## start TASK MATERIAL

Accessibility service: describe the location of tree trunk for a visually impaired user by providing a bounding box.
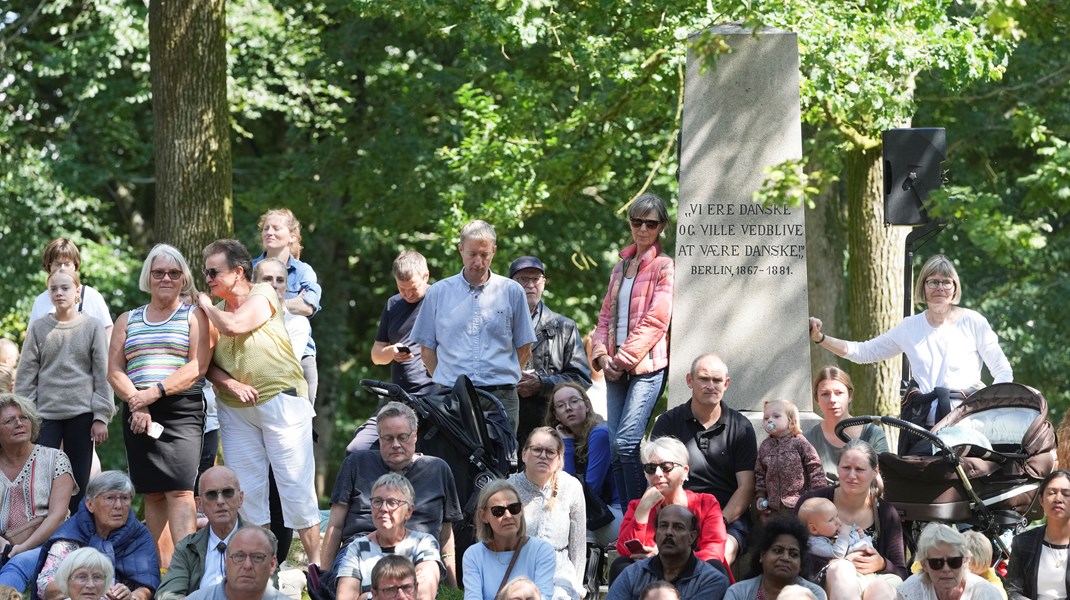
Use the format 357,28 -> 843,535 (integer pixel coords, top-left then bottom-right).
806,167 -> 847,378
846,147 -> 907,415
149,0 -> 233,258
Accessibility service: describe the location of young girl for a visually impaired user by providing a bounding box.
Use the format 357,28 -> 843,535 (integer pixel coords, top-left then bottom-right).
754,400 -> 827,519
15,268 -> 114,514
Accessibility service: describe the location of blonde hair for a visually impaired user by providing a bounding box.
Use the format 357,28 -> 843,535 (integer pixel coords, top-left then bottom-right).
762,400 -> 803,435
257,209 -> 304,260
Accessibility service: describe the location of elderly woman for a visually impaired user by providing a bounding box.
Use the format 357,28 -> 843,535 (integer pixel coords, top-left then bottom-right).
108,244 -> 212,568
591,194 -> 673,507
796,440 -> 907,600
335,473 -> 445,600
197,240 -> 320,565
462,479 -> 567,600
56,548 -> 113,600
0,394 -> 78,590
724,517 -> 826,600
897,523 -> 997,600
610,436 -> 728,580
32,471 -> 159,600
803,367 -> 888,482
509,427 -> 587,600
546,382 -> 624,547
810,255 -> 1013,455
1007,470 -> 1070,600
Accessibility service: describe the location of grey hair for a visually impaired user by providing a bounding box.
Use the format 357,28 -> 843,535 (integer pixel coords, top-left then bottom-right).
461,219 -> 498,245
86,471 -> 134,499
628,191 -> 669,222
371,473 -> 416,508
227,525 -> 278,557
393,250 -> 428,281
915,523 -> 969,568
376,400 -> 418,432
639,435 -> 690,466
54,545 -> 116,598
138,244 -> 197,296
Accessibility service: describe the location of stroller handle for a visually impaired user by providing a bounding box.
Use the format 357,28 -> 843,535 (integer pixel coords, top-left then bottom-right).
836,415 -> 958,462
361,380 -> 406,400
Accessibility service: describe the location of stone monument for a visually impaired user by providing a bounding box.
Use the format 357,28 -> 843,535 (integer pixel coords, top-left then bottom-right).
669,25 -> 813,417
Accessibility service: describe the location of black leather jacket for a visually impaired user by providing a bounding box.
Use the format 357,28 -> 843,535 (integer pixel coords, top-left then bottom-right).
531,302 -> 591,401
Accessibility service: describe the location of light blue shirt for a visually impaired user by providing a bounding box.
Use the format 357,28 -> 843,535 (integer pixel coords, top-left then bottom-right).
412,271 -> 535,385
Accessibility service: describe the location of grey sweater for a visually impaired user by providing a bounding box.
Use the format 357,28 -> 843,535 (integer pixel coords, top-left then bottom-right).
15,313 -> 116,422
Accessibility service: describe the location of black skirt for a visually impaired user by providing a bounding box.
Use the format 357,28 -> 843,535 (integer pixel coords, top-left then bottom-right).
123,393 -> 205,494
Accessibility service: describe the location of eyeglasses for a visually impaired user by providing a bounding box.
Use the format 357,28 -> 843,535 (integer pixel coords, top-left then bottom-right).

## end TASK MATERIAL

◆ TASK
From the material above, repeat word for word the lines between the one containing "Accessibility service: describe the location of grey sweater" and the one containing "123,393 -> 205,494", inclusive.

◆ OUTPUT
Accessibility service: describe the location of grey sweater for a visually impaired user by providing a bounding box.
Use the format 357,28 -> 843,535 (integer pixel coords, top-left then bottom-right).
15,313 -> 116,422
Accessibility service: describe the location of black skirt for a visually impaired user by providing a bounding box.
Use the format 357,28 -> 843,535 (integer pixel coords, top-left then bottom-right).
123,393 -> 205,494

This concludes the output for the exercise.